Work to complete: Copy out the listing below with every "thickest part" swapped for "widest part" and nothing else altered. Leave the pictures out.

Given information:
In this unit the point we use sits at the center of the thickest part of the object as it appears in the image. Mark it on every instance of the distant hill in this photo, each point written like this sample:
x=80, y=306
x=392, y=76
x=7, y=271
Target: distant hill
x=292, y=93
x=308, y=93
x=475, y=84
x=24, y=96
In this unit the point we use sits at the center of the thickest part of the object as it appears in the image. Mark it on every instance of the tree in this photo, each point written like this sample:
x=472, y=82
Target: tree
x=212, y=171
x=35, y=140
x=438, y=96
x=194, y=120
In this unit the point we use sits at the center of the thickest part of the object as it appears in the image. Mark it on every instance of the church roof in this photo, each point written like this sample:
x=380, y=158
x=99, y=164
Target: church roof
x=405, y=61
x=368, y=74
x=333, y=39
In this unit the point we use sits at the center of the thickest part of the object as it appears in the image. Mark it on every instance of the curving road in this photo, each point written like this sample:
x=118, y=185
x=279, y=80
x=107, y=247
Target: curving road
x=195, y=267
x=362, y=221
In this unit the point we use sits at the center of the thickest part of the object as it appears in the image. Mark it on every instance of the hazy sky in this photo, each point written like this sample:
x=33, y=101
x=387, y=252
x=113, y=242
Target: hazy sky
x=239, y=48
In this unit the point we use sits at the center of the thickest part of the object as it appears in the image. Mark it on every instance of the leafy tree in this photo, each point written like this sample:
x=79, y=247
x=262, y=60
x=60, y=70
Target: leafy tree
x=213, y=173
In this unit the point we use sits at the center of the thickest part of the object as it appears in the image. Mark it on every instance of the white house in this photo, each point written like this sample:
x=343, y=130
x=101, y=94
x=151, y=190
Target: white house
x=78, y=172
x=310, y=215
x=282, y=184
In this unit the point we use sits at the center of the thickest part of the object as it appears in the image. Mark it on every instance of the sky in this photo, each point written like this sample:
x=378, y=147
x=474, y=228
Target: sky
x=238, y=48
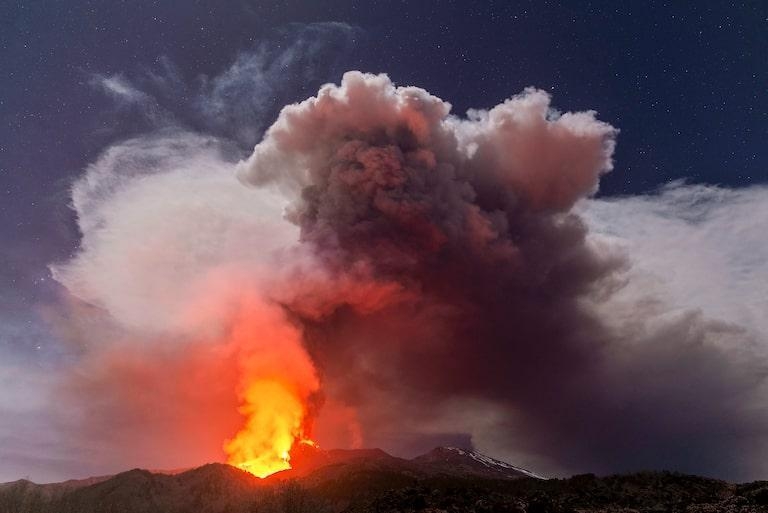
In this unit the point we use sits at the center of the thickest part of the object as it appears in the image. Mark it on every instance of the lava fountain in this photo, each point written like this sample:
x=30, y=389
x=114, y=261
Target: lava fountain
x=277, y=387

Exercise output:
In this unit the point we use sits at the center of the widest part of the object as it appears in the image. Mark it on every instance of the distant hill in this photo, each point written like this sample:
x=80, y=306
x=392, y=76
x=7, y=271
Target: distant hill
x=292, y=93
x=308, y=93
x=475, y=84
x=24, y=96
In this unit the point we use sits at the center of the widest part of the object as it appears in the image. Mark it on every instance of the tree in this photo, each point written like this sample:
x=472, y=82
Target: tree
x=212, y=171
x=35, y=140
x=438, y=96
x=194, y=120
In this unit the point we use sits at the center of the widest part of the object as it appears in the image. Mark it on every instance of the church roof in this photo, each point written like this sample:
x=380, y=158
x=99, y=164
Target: church roof
x=405, y=61
x=368, y=74
x=333, y=39
In this unit the point we use sits at the center of the widest part of the object as it appears in the image. Mark it on every instance of the curving road in this photo, each point written like this sample:
x=118, y=185
x=279, y=80
x=107, y=247
Target: curving road
x=195, y=267
x=362, y=221
In this unit the point we use sits at the center of the widest part of the object as it appears in the image. Mark it on every instance of the hazy sky in this photo, each point written like this sample:
x=33, y=101
x=387, y=252
x=113, y=242
Target: hazy sky
x=239, y=48
In this unit the point we use sits at the center of the widest part of the object as it appears in the image. Mark it on every instance of the leafy tree in this photo, each point written like this sample:
x=79, y=247
x=262, y=60
x=60, y=70
Target: leafy tree
x=213, y=173
In this unit the point we use sits at the center of the widest part of the object as it appears in the image. Mark it on every instance of the white house in this photo, each point written like this sample:
x=343, y=130
x=101, y=94
x=151, y=190
Target: white house
x=78, y=172
x=310, y=215
x=282, y=184
In this unit the point we use sits at the center of the widest part of the object as it appears in the image. Mark it on every instance of the sky in this photo, each point written like this sample:
x=378, y=147
x=474, y=228
Target: sky
x=238, y=48
In this unit the point we use sits at the center of the widest part of the object as it appears in the image. Mark it on every instance of the lava fountain in this photo, each point written like this sample:
x=30, y=389
x=114, y=261
Target: lava fountain
x=277, y=387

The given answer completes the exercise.